▶ 작업 지시사항
아래 기록에서 문자열 "background"가 포함된 줄을 모두 찾아 한 줄도 빠짐없이 원문대로 옮겨 보고하시오.

▶ 작업 대상 기록
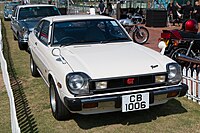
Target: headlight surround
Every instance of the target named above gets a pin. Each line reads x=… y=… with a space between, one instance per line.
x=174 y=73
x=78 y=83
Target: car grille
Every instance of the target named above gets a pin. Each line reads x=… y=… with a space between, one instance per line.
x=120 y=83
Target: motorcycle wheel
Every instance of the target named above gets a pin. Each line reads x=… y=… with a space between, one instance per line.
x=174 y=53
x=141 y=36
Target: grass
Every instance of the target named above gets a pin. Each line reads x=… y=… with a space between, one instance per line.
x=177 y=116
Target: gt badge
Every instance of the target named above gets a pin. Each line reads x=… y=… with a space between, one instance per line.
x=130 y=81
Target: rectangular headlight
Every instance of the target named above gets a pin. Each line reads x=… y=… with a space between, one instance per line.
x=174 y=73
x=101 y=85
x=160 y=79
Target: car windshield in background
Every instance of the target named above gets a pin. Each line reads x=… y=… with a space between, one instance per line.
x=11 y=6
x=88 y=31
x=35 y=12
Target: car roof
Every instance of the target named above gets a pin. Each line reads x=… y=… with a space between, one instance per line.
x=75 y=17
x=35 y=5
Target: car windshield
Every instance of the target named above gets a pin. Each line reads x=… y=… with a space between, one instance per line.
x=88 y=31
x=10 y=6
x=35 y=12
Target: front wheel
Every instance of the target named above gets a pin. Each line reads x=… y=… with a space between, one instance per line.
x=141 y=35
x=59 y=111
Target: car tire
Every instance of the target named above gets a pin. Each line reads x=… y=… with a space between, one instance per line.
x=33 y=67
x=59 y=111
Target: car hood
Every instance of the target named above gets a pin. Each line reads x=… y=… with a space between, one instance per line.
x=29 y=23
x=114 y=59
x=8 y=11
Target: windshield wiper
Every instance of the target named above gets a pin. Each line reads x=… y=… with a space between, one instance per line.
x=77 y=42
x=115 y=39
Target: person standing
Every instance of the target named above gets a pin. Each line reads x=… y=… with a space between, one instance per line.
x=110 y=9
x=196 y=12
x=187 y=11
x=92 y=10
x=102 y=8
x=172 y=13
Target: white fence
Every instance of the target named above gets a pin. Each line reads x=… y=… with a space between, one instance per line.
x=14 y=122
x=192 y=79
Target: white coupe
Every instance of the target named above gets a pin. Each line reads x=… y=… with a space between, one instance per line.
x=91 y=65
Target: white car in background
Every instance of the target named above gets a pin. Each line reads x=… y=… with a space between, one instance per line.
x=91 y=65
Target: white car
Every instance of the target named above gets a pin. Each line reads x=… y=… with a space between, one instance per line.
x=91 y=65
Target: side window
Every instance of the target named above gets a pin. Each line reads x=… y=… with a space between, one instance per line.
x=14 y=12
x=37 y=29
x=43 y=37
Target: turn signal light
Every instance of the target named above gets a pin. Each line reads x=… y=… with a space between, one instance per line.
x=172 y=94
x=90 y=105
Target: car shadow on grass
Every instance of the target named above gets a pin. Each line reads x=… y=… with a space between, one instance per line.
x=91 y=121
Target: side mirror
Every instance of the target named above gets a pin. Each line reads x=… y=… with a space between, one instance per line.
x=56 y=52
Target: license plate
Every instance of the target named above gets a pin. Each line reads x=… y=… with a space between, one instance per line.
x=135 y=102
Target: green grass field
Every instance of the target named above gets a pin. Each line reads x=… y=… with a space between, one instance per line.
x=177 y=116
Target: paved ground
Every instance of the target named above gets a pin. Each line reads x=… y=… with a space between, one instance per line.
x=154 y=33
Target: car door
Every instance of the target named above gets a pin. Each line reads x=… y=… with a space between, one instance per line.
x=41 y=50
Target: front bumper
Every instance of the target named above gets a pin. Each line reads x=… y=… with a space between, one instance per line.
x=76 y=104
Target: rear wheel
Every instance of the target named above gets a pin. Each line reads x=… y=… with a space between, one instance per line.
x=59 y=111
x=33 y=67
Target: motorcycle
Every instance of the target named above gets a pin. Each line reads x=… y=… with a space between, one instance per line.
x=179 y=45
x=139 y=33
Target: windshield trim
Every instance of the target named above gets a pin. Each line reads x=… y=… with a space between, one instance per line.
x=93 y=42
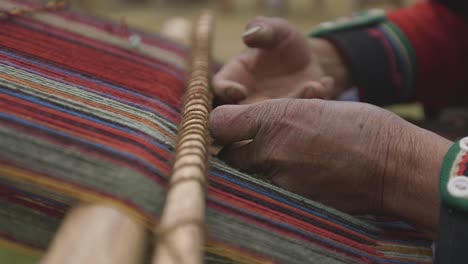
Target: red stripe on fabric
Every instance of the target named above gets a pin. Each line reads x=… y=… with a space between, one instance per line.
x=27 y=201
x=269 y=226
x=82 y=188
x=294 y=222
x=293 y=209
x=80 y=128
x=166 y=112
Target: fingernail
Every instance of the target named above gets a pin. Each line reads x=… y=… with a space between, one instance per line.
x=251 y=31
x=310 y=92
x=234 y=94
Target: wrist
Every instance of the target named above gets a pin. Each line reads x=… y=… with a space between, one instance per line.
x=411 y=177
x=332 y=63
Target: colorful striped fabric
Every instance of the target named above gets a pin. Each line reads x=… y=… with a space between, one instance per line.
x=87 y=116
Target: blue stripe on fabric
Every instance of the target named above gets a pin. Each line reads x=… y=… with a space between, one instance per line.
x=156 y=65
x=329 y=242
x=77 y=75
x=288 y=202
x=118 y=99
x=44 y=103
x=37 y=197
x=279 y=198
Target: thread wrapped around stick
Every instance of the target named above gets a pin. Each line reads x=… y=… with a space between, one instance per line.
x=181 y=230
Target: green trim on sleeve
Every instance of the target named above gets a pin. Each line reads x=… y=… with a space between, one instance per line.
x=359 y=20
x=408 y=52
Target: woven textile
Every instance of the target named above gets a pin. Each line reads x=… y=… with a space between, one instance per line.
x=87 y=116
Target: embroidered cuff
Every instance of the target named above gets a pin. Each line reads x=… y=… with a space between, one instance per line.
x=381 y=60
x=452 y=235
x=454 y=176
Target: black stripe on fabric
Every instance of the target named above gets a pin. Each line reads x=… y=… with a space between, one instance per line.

--

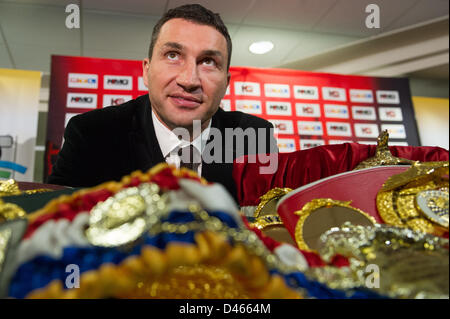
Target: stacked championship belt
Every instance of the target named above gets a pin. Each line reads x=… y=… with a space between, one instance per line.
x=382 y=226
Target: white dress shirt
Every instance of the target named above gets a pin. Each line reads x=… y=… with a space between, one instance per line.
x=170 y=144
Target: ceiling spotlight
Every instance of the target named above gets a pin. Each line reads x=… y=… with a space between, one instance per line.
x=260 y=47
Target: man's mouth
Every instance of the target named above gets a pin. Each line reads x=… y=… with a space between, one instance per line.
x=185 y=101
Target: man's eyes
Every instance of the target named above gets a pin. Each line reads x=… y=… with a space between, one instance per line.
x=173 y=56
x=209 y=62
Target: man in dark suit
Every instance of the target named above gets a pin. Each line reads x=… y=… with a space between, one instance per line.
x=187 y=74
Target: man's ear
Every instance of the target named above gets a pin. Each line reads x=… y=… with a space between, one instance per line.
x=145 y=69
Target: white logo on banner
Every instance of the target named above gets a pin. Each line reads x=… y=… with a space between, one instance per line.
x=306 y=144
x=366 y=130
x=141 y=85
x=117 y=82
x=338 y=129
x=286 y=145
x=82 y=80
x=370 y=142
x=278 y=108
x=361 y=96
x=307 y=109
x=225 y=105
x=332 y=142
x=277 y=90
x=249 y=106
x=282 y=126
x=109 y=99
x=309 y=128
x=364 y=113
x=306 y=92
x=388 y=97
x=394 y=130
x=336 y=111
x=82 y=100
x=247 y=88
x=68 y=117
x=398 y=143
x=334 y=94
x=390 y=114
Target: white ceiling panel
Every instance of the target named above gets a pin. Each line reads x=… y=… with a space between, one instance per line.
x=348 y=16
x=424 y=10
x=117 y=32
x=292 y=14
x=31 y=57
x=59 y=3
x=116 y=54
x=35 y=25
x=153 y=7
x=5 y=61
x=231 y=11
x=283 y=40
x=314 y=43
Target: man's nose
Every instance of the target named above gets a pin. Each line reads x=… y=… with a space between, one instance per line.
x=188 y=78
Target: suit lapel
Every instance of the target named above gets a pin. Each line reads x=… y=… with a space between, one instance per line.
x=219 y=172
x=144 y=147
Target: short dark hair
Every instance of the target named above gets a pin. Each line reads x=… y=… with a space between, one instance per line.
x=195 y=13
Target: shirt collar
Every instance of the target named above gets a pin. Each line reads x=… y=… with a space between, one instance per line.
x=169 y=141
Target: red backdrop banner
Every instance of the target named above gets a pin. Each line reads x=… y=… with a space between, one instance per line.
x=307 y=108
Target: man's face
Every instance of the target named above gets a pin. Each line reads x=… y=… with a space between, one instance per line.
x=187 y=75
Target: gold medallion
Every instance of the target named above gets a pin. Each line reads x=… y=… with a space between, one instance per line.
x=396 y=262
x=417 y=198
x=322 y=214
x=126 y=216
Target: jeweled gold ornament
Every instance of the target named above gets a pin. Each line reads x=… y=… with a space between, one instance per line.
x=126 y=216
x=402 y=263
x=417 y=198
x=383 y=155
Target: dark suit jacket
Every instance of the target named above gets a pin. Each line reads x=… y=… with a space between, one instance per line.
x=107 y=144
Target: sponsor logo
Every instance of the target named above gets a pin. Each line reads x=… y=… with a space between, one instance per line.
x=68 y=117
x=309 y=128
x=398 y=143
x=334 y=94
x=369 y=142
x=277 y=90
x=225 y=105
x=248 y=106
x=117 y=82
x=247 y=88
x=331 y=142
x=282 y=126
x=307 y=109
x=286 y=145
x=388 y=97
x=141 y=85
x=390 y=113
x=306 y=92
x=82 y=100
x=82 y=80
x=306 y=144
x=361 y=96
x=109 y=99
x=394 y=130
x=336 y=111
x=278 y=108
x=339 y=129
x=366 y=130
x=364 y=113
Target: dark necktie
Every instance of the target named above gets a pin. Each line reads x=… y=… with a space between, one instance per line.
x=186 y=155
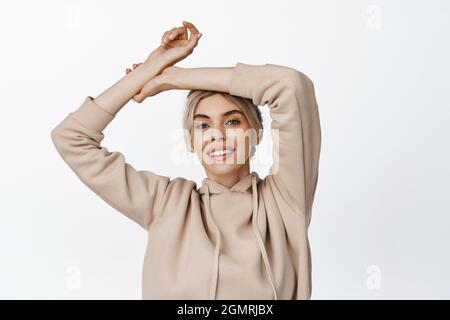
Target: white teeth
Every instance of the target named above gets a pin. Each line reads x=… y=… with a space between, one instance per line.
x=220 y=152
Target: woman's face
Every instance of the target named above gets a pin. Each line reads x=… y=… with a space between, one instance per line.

--

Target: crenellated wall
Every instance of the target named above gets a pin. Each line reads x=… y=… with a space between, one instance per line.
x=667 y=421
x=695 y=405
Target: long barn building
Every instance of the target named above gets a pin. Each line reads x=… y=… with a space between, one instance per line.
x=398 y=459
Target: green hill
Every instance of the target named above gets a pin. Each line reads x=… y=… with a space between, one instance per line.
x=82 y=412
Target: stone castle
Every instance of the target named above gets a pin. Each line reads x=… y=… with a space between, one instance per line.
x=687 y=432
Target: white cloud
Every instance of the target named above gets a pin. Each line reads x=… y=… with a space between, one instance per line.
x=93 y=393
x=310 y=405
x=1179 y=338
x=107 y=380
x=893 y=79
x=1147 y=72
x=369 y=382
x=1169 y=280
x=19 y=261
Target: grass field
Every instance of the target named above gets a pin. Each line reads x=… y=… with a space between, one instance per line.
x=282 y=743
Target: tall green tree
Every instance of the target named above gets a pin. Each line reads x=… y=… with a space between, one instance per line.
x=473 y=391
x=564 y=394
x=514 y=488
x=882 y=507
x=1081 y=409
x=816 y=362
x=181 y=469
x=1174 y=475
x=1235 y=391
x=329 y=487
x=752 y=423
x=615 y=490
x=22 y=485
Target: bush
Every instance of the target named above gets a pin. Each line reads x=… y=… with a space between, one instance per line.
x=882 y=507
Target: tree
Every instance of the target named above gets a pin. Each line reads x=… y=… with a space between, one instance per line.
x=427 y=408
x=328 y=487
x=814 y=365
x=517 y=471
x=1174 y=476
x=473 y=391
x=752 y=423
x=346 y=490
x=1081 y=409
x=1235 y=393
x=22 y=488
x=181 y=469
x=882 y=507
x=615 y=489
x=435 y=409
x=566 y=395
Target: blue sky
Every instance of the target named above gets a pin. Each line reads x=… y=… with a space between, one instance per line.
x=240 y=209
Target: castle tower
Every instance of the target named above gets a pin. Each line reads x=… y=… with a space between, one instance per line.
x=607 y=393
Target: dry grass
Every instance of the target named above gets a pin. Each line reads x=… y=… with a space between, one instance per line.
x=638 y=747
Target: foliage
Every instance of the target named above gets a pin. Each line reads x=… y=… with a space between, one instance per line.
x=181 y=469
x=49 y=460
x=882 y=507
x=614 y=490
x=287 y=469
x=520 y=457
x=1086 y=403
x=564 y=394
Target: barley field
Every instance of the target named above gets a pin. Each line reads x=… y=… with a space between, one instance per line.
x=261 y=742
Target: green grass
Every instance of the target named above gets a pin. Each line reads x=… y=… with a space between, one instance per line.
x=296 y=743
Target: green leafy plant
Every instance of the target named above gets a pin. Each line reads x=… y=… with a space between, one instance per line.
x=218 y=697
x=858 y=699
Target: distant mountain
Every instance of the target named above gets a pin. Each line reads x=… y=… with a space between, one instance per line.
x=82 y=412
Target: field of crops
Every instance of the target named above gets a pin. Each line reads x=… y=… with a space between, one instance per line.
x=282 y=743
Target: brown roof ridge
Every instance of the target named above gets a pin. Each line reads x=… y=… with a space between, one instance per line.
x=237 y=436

▶ 작성 답안
Target: car windshield in background
Target: white car in background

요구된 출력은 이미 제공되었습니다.